[Entries from a data collection]
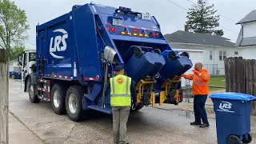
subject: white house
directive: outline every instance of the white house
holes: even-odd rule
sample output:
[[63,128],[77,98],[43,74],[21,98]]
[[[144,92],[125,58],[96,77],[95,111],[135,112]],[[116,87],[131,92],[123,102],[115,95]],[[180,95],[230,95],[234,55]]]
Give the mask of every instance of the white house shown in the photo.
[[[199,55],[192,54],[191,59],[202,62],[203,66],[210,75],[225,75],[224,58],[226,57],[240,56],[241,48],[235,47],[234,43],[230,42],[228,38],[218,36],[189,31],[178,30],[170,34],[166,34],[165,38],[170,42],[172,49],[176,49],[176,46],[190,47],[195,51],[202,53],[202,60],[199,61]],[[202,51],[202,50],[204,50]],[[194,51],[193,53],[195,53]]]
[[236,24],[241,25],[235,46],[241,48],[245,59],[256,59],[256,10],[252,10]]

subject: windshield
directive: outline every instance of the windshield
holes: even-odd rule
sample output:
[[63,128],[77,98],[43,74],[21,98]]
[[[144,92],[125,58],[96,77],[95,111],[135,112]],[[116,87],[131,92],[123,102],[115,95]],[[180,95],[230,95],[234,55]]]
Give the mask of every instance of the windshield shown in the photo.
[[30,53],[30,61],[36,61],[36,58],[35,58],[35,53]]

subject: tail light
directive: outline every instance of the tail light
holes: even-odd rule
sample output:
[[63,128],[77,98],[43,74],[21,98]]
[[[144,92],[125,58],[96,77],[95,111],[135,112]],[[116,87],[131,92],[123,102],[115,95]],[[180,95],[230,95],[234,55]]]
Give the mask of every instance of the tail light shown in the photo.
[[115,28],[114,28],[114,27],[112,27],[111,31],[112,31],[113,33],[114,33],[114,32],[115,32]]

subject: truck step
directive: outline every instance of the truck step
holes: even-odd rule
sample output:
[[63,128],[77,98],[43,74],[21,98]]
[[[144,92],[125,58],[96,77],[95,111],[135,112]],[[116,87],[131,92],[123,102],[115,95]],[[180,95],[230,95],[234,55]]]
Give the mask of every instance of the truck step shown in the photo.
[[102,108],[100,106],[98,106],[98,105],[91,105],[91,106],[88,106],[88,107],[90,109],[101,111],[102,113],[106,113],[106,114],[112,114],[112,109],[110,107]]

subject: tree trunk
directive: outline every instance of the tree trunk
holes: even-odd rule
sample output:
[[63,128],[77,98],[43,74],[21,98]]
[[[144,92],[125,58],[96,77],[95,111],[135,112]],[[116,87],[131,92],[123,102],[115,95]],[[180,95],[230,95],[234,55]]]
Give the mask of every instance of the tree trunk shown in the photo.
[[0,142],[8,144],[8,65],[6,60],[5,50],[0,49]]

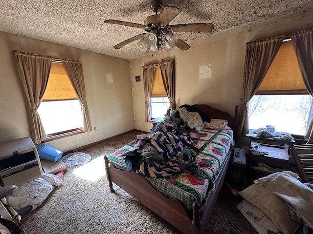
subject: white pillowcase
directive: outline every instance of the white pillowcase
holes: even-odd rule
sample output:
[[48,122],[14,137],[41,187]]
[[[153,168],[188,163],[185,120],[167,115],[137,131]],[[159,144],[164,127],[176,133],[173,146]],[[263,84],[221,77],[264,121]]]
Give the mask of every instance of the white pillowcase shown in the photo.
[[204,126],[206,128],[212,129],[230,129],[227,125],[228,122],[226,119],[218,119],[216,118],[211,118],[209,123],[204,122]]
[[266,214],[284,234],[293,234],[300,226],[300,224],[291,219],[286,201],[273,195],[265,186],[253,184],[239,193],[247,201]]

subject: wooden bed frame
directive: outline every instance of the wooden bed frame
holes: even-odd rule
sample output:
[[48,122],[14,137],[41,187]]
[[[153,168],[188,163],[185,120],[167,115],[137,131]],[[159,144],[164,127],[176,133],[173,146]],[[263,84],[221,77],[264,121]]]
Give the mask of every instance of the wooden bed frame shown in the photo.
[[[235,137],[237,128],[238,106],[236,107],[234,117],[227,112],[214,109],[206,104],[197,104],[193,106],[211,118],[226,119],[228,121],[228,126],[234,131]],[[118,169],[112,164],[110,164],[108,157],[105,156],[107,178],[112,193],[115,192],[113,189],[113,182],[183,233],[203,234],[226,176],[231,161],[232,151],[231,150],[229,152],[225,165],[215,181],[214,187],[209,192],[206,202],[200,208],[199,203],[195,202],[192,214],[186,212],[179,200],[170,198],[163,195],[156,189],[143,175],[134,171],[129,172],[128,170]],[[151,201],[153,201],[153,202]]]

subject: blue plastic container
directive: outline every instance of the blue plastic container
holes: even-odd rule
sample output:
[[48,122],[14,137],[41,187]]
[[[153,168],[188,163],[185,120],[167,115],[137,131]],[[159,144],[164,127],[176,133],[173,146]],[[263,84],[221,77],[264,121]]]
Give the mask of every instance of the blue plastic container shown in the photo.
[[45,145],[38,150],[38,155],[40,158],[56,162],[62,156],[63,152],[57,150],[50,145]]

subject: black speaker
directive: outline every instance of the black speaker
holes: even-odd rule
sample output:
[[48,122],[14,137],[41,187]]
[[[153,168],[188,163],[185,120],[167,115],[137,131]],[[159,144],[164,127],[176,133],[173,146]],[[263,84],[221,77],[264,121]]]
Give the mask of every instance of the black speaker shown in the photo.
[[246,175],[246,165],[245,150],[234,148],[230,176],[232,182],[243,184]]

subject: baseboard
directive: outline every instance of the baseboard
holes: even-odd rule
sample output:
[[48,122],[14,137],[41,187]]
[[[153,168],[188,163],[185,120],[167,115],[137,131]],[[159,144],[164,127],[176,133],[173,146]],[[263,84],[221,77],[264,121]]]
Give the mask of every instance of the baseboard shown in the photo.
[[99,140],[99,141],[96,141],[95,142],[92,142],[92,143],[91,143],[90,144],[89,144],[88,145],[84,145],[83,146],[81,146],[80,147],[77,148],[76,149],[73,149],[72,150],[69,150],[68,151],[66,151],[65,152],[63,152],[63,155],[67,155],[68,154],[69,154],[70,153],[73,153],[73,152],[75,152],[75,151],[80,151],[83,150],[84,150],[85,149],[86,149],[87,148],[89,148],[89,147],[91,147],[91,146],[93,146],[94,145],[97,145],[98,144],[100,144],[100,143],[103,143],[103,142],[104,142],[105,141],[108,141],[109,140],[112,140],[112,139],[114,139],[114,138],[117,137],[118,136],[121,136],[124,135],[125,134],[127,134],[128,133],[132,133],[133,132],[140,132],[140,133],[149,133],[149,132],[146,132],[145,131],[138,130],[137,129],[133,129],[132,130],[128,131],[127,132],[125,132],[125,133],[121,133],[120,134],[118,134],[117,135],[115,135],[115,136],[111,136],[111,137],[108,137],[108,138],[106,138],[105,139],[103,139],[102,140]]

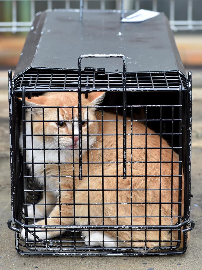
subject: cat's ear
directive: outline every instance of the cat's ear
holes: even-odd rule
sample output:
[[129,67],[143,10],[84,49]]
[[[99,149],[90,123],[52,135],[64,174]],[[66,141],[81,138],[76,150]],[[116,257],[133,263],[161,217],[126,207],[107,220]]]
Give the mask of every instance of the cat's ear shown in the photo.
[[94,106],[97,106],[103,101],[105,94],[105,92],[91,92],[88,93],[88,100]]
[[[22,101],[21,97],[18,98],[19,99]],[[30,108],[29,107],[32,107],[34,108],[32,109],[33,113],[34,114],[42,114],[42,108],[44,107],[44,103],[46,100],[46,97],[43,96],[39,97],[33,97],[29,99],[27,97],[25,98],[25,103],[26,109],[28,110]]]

WHAT NEEDS TO BE DONE -> Reproduce every entry above word for word, leaving out the pictures.

ANSWER BELOW ->
subject: white house
directive: outline every instance of the white house
holes: even-odd rule
sample output:
[[63,128],[77,98],[43,74],[21,98]]
[[[144,92],[125,58],[96,77],[95,111],[135,112]],[[116,87],[131,92],[123,102],[115,95]],[[180,95],[230,95],[234,55]]]
Give the mask of every instance of the white house shown in the photo.
[[[199,55],[192,54],[191,59],[202,62],[203,66],[210,75],[225,75],[224,58],[226,57],[240,56],[241,48],[235,47],[234,43],[230,42],[228,38],[218,36],[189,31],[178,30],[170,34],[166,34],[165,38],[170,42],[172,49],[176,49],[176,46],[190,47],[195,51],[202,53],[202,60],[199,61]],[[202,51],[202,50],[204,50]],[[194,51],[193,53],[195,53]]]
[[236,24],[241,25],[235,46],[241,48],[245,59],[256,59],[256,10],[252,10]]

subject: windshield
directive: outline every instance of the windshield
holes: even-odd rule
sample output:
[[63,128],[77,98],[43,74],[21,98]]
[[[144,92],[125,58],[96,77],[95,111],[135,112]],[[116,87],[131,92],[123,102],[115,95]],[[180,95],[230,95],[234,55]]]
Give the mask of every instance of the windshield shown in the photo.
[[30,53],[30,61],[36,61],[36,58],[35,58],[35,53]]

subject: tail light
directive: outline every instance of the tail light
holes: even-odd rule
sample output:
[[63,128],[77,98],[43,74],[21,98]]
[[[144,92],[125,58],[96,77],[95,111],[135,112]],[[116,87],[131,92],[123,102],[115,95]],[[180,95],[230,95],[234,55]]]
Give the mask of every instance of the tail light shown in the photo.
[[115,28],[114,28],[114,27],[112,27],[111,31],[112,31],[113,33],[114,33],[114,32],[115,32]]

subject: truck step
directive: outline every instance of the truck step
holes: even-odd rule
sample output:
[[63,128],[77,98],[43,74],[21,98]]
[[[144,92],[125,58],[96,77],[95,111],[135,112]],[[116,87],[131,92],[123,102],[115,95]],[[180,95],[230,95],[234,55]]]
Give the mask of every instance of the truck step shown in the photo.
[[102,108],[100,106],[98,106],[98,105],[91,105],[91,106],[88,106],[88,107],[90,109],[101,111],[102,113],[106,113],[106,114],[112,114],[112,109],[110,107]]

subject: tree trunk
directive: outline every instance of the tree trunk
holes: even-odd rule
sample output:
[[63,128],[77,98],[43,74],[21,98]]
[[[144,92],[125,58],[96,77],[95,111],[135,112]],[[116,87],[131,92],[123,102],[115,95]],[[180,95],[230,95],[234,55]]]
Give the mask of every instance of the tree trunk shown in the photo.
[[0,142],[8,144],[8,65],[6,60],[5,50],[0,49]]

subject: white pillowcase
directive: outline every instance of the white pillowcase
holes: even-odd rule
sample output:
[[48,122],[14,137],[41,187]]
[[[153,168],[188,163],[185,120],[167,115],[137,131]],[[159,144],[164,127],[176,133],[173,146]],[[263,84],[221,77],[264,121]]]
Give the mask of every instance of the white pillowcase shown in the photo.
[[204,126],[206,128],[212,129],[230,129],[227,125],[228,122],[226,119],[218,119],[216,118],[211,118],[209,123],[204,122]]
[[266,214],[284,234],[293,234],[300,226],[300,224],[291,219],[286,201],[273,195],[265,186],[253,184],[239,193],[247,201]]

subject: wooden bed frame
directive: outline every instance of the wooden bed frame
holes: even-odd rule
sample output:
[[48,122],[14,137],[41,187]]
[[[153,168],[188,163],[185,120],[167,115],[137,131]],[[159,144],[164,127],[176,133],[173,146]],[[263,84],[221,77],[264,121]]]
Give the mask of every instance of the wooden bed frame shown in the photo.
[[[235,137],[237,128],[238,106],[236,107],[234,117],[227,112],[214,109],[206,104],[197,104],[193,106],[211,118],[226,119],[228,121],[228,126],[234,131]],[[118,169],[112,164],[110,164],[108,157],[105,156],[107,178],[112,193],[115,192],[113,189],[113,182],[183,233],[203,234],[226,176],[231,161],[232,151],[231,150],[229,152],[225,165],[215,181],[214,187],[209,192],[206,202],[200,208],[199,203],[195,202],[192,214],[186,212],[179,200],[170,198],[163,195],[156,189],[143,175],[134,171],[129,172],[128,170]],[[151,201],[153,201],[153,202]]]

subject: blue plastic container
directive: outline every instance of the blue plastic container
holes: even-odd rule
sample output:
[[48,122],[14,137],[41,187]]
[[[153,168],[188,163],[185,120],[167,115],[137,131]],[[159,144],[164,127],[176,133],[173,146]],[[263,84],[221,77],[264,121]]]
Give the mask of every instance of the blue plastic container shown in the photo.
[[45,145],[38,150],[38,155],[40,158],[56,162],[62,156],[63,152],[57,150],[50,145]]

subject: black speaker
directive: outline every instance of the black speaker
holes: even-odd rule
sample output:
[[48,122],[14,137],[41,187]]
[[[153,168],[188,163],[185,120],[167,115],[137,131]],[[159,144],[164,127],[176,133],[173,146]],[[263,84],[221,77],[264,121]]]
Give the mask of every instance of the black speaker shown in the photo.
[[246,175],[246,165],[245,150],[234,148],[230,176],[232,182],[243,184]]

subject: baseboard
directive: outline every instance of the baseboard
holes: even-odd rule
sample output:
[[48,122],[14,137],[41,187]]
[[[153,168],[188,163],[185,120],[167,115],[137,131]],[[159,144],[164,127],[176,133],[173,146]],[[263,84],[221,77],[264,121]]]
Give the mask of every instance of the baseboard shown in the photo.
[[99,140],[99,141],[96,141],[95,142],[92,142],[92,143],[91,143],[90,144],[89,144],[88,145],[84,145],[83,146],[81,146],[80,147],[77,148],[76,149],[73,149],[72,150],[69,150],[68,151],[66,151],[65,152],[63,152],[63,155],[67,155],[68,154],[69,154],[70,153],[73,153],[73,152],[75,152],[75,151],[80,151],[83,150],[84,150],[85,149],[86,149],[87,148],[89,148],[89,147],[91,147],[91,146],[93,146],[94,145],[97,145],[98,144],[100,144],[100,143],[103,143],[103,142],[104,142],[105,141],[108,141],[109,140],[112,140],[112,139],[114,139],[114,138],[117,137],[118,136],[121,136],[124,135],[125,134],[127,134],[128,133],[132,133],[133,132],[140,132],[140,133],[149,133],[149,132],[146,132],[145,131],[138,130],[137,129],[133,129],[132,130],[128,131],[127,132],[125,132],[125,133],[121,133],[120,134],[118,134],[117,135],[115,135],[115,136],[111,136],[111,137],[108,137],[108,138],[106,138],[105,139],[103,139],[102,140]]

subject: cat's ear
directive: outline every instance of the cat's ear
holes: even-odd rule
sample output:
[[129,67],[143,10],[84,49]]
[[[99,149],[90,123],[52,135],[64,174]],[[66,141],[81,138],[76,150]],[[116,257],[133,263],[161,217],[126,207],[107,220]]]
Give the mask of every instance of the cat's ear shown in the photo.
[[94,106],[97,106],[103,101],[105,94],[105,92],[91,92],[88,93],[88,100]]
[[[22,101],[21,97],[18,98],[19,99]],[[30,108],[29,107],[32,107],[34,108],[32,109],[33,113],[34,114],[42,114],[42,108],[44,107],[44,103],[46,100],[46,97],[43,96],[39,97],[33,97],[29,99],[27,97],[25,98],[25,103],[26,109],[28,110]]]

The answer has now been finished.